--- Text extract ---
In 2006, Malaysia launched a National Biofuel Policy to promote the production and consumption of biodiesel from palm oil.  Among other objectives (e.g. reduce dependency on fossil fuels, create new demand for palm oil, and mobilise local resources for biofuels) the policy aimed to mitigate climate change by reducing GHG emissions. To support the launch of its biofuel policy, the Malaysian Government reportedly provided USD26.8m in subsidies in the period of 2004-2006. In 2007, the National Biofuel Policy was supplemented by the Malaysian Biofuel Industry Act, which created a blending mandate for palm oil biodiesel (B5 blend) and a regulatory regime to license blending, storage, transportation, and export. Malaysia’s B5 scheme has a volume of 500,000 metric tons, but has not been fully implemented yet.

A Government Transformation Programme (GTP) Roadmap was launched in 2010 and included improving urban public transport as a key result area. It included a target of increasing public transport modal share in Klang Valley to 25% by 2012. This target was not achieved (the share of public transport reached 21% by 2013), but it has been remained in place as a target for future versions of the GTP Roadmap. 

Adaptation

Malaysia has initiated and partakes in various initiatives related to climate change adaptation. It is a member of the Coral Triangle Initiative, a multilateral partnership of six countries (Malaysia, Philippines, Indonesia, Timor-Leste, Papua New Guinea, and Solomon Islands) to protect the region’s marine and coastal ecosystems, in recognition that global marine and coastal ecosystems capture and store more than 30% of man-made carbon emissions.

Climate change in the context of adaptation is listed as a policy under the Ministry of Urban Wellbeing, Housing and Local Government’s National Physical Plan 2; and climate change adaptation, specifically determining measures to aid adaptation of water resources to threats and emerging threats, is also mentioned in the 2012 National Water Resources Policy. ; In its second communication to the UNFCCC, the government outlines several adaption measures and develops a “no-regrets” policy approach. This means that adaption measures will be limited to actions which “prove useful regardless whether future climate change impacts do indeed occur.”

To date, Malaysia does not have any litigation listed.

Modelled on the Westminster system, the Malaysian Parliament is bicameral. The two chambers are the House of Representatives and the Senate. The Parliament is the ultimate legislative body in Malaysia. Its main function is to pass, amend, and repeal acts of law. It is subordinate to the King who is the Head of State.

--- Extracted records ---
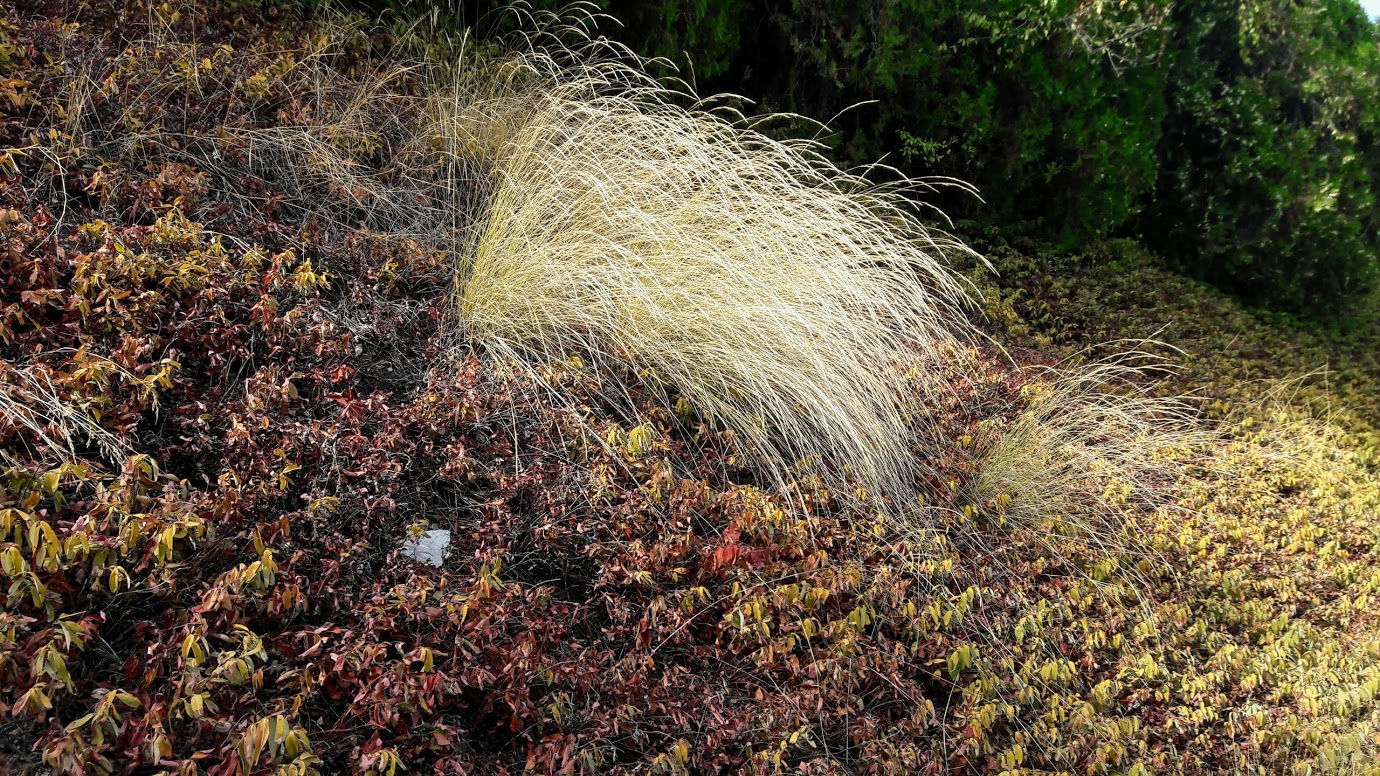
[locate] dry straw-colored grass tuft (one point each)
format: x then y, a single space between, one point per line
1093 446
55 428
596 211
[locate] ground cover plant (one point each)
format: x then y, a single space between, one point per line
258 327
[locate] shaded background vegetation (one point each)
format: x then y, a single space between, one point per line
1237 140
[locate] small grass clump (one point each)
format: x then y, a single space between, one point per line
594 210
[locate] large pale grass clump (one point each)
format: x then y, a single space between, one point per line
596 211
781 297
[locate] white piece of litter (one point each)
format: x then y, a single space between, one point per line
429 547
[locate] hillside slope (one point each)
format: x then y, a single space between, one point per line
225 410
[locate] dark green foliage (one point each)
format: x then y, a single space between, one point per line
1241 140
1024 101
1268 160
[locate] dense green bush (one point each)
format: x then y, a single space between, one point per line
1239 138
1268 163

--- Task set ---
1 - Please rewrite the paragraph beginning "In 2006, Malaysia launched a National Biofuel Policy" from the text on Malaysia's climate policy as a short bulleted list that keeps its main facts.
2 - Resume the text on Malaysia's climate policy from its last sentence.

--- Expected responses ---
1 -
- 2006: Malaysia launched a National Biofuel Policy to promote the production and use of palm oil biodiesel.
- Aims: cut GHG emissions to mitigate climate change, reduce dependence on fossil fuels, create new demand for palm oil, and mobilize local resources for biofuels.
- 2004–2006: the government reportedly gave USD26.8m in subsidies to support the policy's launch.
- 2007: the Malaysian Biofuel Industry Act added a B5 blending mandate for palm oil biodiesel and licensing rules for blending, storage, transportation, and export.
- The B5 scheme covers 500,000 metric tons but has not yet been fully implemented.

2 -
The House of Representatives consists of 222 members. General elections take place every five years and are based on the first-past-the-post-system, with the next election due to be held in 2018. The party with the most votes forms the federal government and supplies the Prime Minister. The Senate has 70 members. Membership is made up of two categories: 26 members elected by the State Legislative Assembly to represent 13 states (each state represented by two members); and 44 members appointed by the King on the advice of the Prime Minister, including two members from the Federal Territory of Kuala Lumpur, and one member each from the Federal Territory of Labuan and Putrajaya.

Laws are introduced to Parliament as bills and go through three parliamentary readings. Typically, bills are introduced by a government ministry and read by either the Minister of the Deputy Minister of the ministry concerned. Bills can also be introduced by members of the House of Representatives or the Senate. The first reading principally consists of the act of submission, i.e. the introduction of the bill to parliament. At the second reading, the bill is debated at length. It then goes through a committee stage before being returned to the House of Representatives for a third and final reading and vote. Bills that pass the House of Representatives are referred to the Senate. The Senate may choose not to pass the bill. However, non-approval by the Senate can only delay and not prevent a bill from being passed. The legislative process is completed when the King signs the bill into law (Royal Assent). Laws take effect once they are published in the Government Gazette.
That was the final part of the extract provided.